**Written instruction:** Rewrite everything from the line containing "highlight bare arm" down to the line containing "[445,204,487,263]", both ends included, and add 14 to every box coordinate in the answers while leaving all other text unchanged.
==============================
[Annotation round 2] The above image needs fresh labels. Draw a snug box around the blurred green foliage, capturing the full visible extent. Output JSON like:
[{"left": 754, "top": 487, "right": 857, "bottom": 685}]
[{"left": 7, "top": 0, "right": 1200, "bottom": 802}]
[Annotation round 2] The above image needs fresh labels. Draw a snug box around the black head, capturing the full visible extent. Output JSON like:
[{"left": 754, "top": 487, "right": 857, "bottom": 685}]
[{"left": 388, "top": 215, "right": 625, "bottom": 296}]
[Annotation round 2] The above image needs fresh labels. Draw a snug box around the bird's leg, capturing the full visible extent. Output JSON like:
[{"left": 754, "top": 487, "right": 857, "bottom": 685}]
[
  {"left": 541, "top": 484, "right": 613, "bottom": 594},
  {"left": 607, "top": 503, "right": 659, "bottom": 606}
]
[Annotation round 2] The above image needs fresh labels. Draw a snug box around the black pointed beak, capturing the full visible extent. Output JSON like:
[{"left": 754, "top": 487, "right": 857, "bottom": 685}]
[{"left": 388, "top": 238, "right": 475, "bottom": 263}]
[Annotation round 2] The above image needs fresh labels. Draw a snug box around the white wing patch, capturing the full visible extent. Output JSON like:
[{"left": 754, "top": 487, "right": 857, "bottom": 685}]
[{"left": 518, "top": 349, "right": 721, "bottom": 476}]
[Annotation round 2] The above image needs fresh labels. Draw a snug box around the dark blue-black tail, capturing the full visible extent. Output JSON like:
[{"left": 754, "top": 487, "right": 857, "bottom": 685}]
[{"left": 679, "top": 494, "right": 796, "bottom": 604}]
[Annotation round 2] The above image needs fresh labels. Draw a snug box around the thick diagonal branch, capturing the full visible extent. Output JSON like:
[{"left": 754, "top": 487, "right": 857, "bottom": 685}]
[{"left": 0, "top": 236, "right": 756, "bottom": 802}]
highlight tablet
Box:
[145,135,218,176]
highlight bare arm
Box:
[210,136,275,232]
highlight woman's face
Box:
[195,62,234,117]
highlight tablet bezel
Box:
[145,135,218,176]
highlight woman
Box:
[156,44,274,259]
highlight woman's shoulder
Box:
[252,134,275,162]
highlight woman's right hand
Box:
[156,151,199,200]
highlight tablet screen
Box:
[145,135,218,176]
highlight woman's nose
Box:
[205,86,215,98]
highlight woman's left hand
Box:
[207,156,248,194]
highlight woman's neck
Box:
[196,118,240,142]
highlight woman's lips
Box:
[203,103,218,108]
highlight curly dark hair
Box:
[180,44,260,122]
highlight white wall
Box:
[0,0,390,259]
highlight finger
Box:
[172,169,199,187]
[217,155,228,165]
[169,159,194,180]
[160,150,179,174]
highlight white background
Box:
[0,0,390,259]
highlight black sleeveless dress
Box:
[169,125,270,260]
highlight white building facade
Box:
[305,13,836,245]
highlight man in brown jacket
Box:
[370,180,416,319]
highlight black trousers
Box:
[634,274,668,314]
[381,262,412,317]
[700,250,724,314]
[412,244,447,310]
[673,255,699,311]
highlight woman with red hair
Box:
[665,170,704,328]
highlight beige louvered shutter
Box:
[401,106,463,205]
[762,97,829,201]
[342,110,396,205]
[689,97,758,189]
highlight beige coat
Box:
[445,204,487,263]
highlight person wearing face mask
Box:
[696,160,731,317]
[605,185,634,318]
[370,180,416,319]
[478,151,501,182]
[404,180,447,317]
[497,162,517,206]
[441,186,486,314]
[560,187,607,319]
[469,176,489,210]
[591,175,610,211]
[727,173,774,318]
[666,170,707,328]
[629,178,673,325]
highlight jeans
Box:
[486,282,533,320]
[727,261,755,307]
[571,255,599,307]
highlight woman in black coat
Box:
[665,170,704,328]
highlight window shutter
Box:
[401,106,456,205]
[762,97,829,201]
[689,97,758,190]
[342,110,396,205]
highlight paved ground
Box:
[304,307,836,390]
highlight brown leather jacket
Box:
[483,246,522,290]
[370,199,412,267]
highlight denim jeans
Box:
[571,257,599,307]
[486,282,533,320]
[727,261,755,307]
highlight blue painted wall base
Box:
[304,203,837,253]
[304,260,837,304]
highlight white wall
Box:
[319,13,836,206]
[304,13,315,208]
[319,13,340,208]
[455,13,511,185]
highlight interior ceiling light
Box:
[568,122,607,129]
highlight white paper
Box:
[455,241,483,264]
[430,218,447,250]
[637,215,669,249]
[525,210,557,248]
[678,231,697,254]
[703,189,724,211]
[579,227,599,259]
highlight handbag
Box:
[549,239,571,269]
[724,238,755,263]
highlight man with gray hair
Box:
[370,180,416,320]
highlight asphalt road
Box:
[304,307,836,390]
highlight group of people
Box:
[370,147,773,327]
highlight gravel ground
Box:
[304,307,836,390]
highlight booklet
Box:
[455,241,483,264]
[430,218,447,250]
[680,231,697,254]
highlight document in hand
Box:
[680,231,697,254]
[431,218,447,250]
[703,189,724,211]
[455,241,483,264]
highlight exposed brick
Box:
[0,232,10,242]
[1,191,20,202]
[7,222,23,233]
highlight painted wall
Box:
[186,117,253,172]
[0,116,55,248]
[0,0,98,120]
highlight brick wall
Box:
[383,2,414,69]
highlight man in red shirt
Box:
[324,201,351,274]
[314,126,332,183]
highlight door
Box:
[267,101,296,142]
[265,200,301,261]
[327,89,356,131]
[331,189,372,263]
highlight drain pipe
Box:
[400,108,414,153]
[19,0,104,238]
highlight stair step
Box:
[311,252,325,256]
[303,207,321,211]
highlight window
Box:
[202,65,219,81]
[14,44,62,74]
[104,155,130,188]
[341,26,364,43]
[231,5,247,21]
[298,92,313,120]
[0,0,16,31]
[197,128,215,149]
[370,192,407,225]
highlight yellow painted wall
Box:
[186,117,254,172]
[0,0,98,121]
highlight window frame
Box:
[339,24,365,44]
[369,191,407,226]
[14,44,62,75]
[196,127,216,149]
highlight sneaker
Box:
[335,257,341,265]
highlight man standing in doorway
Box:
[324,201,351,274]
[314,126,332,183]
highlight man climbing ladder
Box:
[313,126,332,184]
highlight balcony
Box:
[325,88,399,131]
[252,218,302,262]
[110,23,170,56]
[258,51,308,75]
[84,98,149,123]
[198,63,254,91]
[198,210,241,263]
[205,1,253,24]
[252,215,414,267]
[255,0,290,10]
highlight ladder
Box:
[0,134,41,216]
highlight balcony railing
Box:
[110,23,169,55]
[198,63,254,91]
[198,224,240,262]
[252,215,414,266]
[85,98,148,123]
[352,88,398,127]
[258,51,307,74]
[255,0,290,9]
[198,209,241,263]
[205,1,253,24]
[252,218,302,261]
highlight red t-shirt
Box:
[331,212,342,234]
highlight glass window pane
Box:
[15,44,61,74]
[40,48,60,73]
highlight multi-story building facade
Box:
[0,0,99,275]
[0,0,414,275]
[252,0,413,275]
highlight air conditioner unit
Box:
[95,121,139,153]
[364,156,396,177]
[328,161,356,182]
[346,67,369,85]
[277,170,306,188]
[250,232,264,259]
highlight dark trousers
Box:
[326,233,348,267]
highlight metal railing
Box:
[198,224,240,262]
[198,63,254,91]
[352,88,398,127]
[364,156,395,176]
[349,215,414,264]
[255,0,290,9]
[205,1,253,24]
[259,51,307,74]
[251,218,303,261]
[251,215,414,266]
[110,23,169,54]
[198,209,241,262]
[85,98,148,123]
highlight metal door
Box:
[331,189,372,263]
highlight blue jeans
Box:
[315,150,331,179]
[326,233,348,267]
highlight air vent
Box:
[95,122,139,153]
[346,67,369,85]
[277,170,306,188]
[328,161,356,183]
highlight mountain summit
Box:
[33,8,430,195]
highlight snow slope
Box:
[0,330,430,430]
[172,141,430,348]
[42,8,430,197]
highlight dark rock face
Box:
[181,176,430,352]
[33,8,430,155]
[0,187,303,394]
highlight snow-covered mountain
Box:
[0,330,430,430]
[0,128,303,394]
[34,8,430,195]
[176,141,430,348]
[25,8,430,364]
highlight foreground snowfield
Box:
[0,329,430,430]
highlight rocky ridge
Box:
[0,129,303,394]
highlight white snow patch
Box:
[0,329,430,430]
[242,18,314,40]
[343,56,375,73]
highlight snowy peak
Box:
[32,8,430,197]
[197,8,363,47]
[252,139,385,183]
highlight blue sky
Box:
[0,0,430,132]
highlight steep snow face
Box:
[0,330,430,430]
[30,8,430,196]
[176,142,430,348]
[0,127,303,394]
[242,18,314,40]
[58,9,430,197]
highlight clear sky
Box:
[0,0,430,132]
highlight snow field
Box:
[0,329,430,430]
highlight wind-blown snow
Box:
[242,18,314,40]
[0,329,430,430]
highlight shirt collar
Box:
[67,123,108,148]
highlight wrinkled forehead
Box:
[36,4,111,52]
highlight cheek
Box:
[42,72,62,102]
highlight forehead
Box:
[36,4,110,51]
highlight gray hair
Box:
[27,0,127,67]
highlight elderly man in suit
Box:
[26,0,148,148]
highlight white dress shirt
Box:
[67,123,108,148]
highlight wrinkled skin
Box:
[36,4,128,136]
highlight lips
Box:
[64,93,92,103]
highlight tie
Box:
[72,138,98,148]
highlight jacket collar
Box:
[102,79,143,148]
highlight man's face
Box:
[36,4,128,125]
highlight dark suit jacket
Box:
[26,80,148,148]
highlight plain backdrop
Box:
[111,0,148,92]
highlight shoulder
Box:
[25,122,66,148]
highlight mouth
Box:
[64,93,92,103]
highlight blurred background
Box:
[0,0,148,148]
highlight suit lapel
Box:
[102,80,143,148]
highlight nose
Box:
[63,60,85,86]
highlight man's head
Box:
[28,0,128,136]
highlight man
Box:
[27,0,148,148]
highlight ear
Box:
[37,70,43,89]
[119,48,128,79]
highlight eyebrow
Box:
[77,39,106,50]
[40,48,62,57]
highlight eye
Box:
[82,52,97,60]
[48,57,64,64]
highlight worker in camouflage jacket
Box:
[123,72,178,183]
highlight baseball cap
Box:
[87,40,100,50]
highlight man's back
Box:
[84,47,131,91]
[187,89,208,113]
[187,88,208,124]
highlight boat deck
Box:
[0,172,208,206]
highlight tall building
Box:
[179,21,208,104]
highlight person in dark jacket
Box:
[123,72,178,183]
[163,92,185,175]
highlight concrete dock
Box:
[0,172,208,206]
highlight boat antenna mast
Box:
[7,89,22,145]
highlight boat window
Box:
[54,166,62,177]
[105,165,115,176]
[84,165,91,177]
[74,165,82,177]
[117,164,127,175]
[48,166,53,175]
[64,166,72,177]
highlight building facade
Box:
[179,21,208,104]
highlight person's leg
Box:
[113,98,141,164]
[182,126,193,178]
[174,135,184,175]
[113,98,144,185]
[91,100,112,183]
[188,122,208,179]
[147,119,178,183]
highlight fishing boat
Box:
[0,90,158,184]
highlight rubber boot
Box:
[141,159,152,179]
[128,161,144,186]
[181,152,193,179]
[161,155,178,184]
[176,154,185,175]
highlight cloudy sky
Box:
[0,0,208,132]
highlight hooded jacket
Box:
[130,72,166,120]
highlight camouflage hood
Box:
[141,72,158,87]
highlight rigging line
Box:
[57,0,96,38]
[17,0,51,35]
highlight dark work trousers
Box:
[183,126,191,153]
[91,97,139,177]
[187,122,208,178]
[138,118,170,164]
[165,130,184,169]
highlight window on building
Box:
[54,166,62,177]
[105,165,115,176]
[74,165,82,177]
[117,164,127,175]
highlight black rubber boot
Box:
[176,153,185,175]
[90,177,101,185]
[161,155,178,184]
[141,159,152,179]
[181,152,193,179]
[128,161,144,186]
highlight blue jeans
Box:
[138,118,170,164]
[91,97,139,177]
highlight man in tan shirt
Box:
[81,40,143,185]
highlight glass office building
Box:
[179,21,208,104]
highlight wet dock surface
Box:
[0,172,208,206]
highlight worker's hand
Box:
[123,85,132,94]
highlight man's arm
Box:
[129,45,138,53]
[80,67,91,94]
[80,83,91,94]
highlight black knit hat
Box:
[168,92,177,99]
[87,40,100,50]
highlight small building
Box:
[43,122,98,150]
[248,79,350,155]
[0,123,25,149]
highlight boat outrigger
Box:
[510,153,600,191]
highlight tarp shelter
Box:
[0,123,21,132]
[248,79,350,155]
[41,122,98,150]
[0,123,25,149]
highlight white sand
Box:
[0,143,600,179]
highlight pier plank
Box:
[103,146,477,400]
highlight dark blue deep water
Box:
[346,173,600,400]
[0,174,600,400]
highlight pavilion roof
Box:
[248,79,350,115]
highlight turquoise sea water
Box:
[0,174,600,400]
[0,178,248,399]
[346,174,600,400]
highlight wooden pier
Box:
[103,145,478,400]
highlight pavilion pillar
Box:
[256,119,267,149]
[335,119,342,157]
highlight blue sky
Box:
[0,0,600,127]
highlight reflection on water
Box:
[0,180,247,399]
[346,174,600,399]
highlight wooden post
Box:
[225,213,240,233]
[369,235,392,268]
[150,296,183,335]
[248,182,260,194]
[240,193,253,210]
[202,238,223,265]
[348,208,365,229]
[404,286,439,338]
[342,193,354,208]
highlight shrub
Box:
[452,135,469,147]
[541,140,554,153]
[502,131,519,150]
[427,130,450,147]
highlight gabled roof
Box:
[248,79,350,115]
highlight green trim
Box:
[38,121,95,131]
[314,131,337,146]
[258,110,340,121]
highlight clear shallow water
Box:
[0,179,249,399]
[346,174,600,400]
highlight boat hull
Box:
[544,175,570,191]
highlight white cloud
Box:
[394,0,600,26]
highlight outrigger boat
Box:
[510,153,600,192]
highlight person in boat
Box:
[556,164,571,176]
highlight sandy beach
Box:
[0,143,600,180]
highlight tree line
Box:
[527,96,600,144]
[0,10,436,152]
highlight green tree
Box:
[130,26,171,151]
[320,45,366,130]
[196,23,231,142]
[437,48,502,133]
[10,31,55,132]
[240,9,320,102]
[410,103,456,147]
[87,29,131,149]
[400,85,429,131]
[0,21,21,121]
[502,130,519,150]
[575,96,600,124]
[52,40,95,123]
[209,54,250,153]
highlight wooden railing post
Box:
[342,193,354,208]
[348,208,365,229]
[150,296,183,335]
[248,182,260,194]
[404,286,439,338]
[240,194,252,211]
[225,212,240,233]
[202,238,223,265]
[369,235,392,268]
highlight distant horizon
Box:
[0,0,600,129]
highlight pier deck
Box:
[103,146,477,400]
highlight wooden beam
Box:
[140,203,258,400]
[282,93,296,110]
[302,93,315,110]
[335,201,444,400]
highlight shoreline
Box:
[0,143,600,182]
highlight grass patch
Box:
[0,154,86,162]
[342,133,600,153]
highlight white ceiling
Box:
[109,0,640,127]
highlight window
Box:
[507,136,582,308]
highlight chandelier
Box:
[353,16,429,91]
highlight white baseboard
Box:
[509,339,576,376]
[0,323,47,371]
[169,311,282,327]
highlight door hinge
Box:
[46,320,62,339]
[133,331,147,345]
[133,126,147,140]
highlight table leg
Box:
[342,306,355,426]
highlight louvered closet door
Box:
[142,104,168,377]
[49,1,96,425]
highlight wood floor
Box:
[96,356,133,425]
==============================
**Full solution:**
highlight bare arm
Box:
[224,150,289,246]
highlight woman's face
Box:
[209,76,248,131]
highlight tablet bezel
Box:
[159,149,232,190]
highlight woman
Box:
[170,58,288,273]
highlight woman's shoulder
Box:
[266,148,289,176]
highlight woman's right hand
Box:
[170,165,213,214]
highlight tablet screen
Box:
[159,149,232,190]
highlight woman's nose
Box:
[219,100,229,112]
highlight woman's left hand
Box:
[221,170,262,208]
highlight woman's neck
Box:
[210,132,254,156]
highlight woman's lips
Box:
[217,117,232,122]
highlight curly dark hair
Box:
[194,58,274,136]
highlight white wall
Box:
[14,14,404,273]
highlight finger
Box:
[186,183,213,201]
[231,169,242,179]
[183,173,208,194]
[174,164,193,188]
highlight white background
Box:
[14,14,404,273]
highlight black sleeveless dress
Box:
[183,139,284,274]
highlight white building facade
Box:
[319,27,850,259]
highlight man in brown jacket
Box:
[384,194,430,333]
highlight black trousers
Box:
[648,288,682,328]
[395,276,426,331]
[714,264,738,328]
[426,258,461,324]
[687,269,713,325]
highlight woman with red hair
Box:
[679,184,718,342]
highlight beige louvered shutter
Box:
[415,120,477,219]
[776,111,843,215]
[356,124,410,219]
[703,111,772,203]
highlight beige coat
Box:
[459,218,501,277]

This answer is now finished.